Directive: Write out verbatim the part of the thread on storing scavenged food that opens with the words containing "They were booted for" and closes with "and observing first.".

# Storing scavenged food



## Sybil6 (Jan 28, 2013)

Is it foolish to hoard the herbs and things I find day to day in the woods just as I hike? Or should I focus on storing things I can't find in the wild?


----------



## rjdpj (Dec 14, 2012)

You should focus on storing things you can't find in the wild once you get enough of the herbs and stuff stored  !


----------



## jsriley5 (Sep 22, 2012)

if it stores well and doesn't degrade I see no harm in storing some incase you for whatever reason are prevented from getting too it by situations or injury. But if you don't have stuff to go with them probably not too worth it. kinda need a balance approach.


----------



## Sybil6 (Jan 28, 2013)

jsriley5 said:


> if it stores well and doesn't degrade I see no harm in storing some incase you for whatever reason are prevented from getting too it by situations or injury. But if you don't have stuff to go with them probably not too worth it. kinda need a balance approach.


The herbs are easily identified, but I guess I was a little worried on what switching back and forth between natural and processed foods would do to our health. Ya know?


----------



## kyredneck (Aug 12, 2012)

By all means do what suits your fancy, carry them home, research them, dry them, bag them, nibble on them, cook with them, anything that gets you more acquainted with the plants. Natural whole foods added to the processed supermarket junk most us eat can only help in the long run.

What herbs are you finding now? ...just wonderin....


----------



## rjdpj (Dec 14, 2012)

kyredneck said:


> What herbs are you finding now? ...just wonderin....


She gets a lot of stuff ! She is much better at gathering than me ,


----------



## UncleJoe (Jan 11, 2009)

rjdpj said:


> She gets a lot of stuff ! She is much better at gathering than me ,


It' quite apparent she is familiar with the language. Please let her speak for herself.


----------



## Grimm (Sep 5, 2012)

rjdpj said:


> i know exactly what she preps so just saying , i have a ****ing list of all her shit sooo .


Bu-bye!

God! And I thought the other newbie was a twit. Not you, Sybil.


----------



## Startingout-Blair (Aug 28, 2012)

Grimm said:


> Bu-bye!
> 
> God! And I thought the other newbie was a twit. Not you, Sybil.


What was with this person getting all worked up and swearing? I thought everyone seemed to be treating them well. I take it they were booted?


----------



## Grimm (Sep 5, 2012)

Startingout-Blair said:


> What was with this person getting all worked up and swearing? I thought everyone seemed to be treating them well. I take it they were booted?


They were booted for posting about masturbation after SHTF.


----------



## goshengirl (Dec 18, 2010)

Well, alrighty then, that does scream immaturity. You know, we have a number of mature teenagers on this board. Those guys would have been better off lurking and observing first. 


But back to the OP - Sybil, you raise an interesting question. My first thought would be to not to spend the time on something that's already there, since there is time needed to gather the things you don't have, know what I mean? But ky's post about spending time with foraged foods and learning about them makes a great deal of sense, too. I know I have a long way to go with learning about foraging - I have a couple of reference books, but haven't used them yet. 

With that in mind, I'd say that I wouldn't gather a lot of foraged foods right now (unless they were foods my family was already eating), but I would spend time with them to learn about them. Remember, learning and developing skills is a prep every bit as much as building a food storage is a prep.

Data extract:

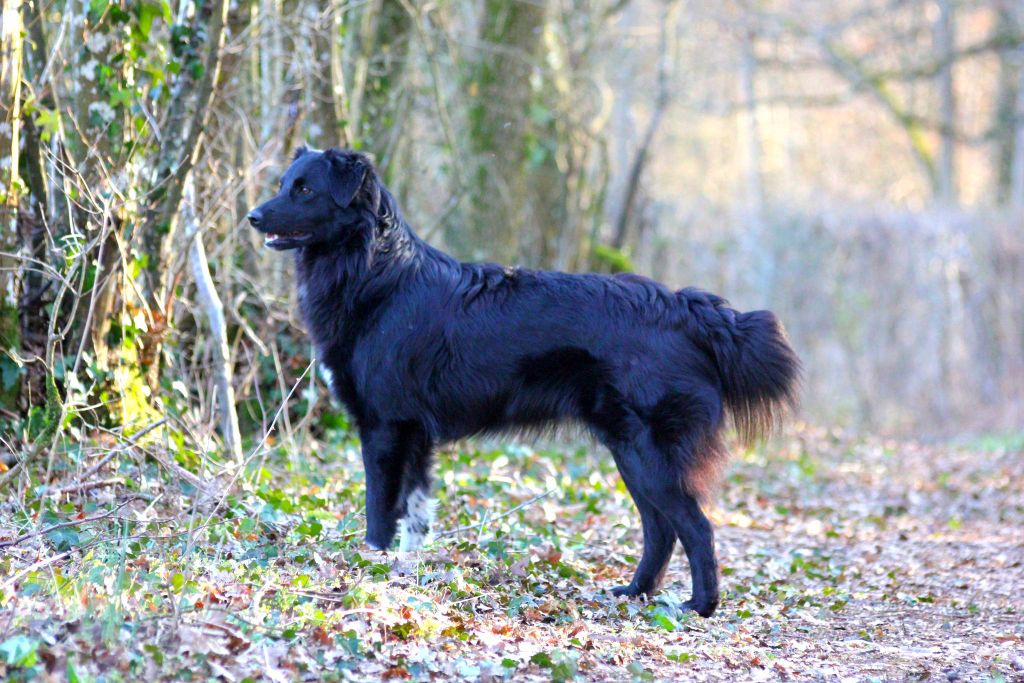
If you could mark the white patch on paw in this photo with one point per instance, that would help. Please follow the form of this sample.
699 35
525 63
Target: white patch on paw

Finished answer:
They were booted for posting about masturbation after SHTF.


----------



## goshengirl (Dec 18, 2010)

Well, alrighty then, that does scream immaturity. You know, we have a number of mature teenagers on this board. Those guys would have been better off lurking and observing first.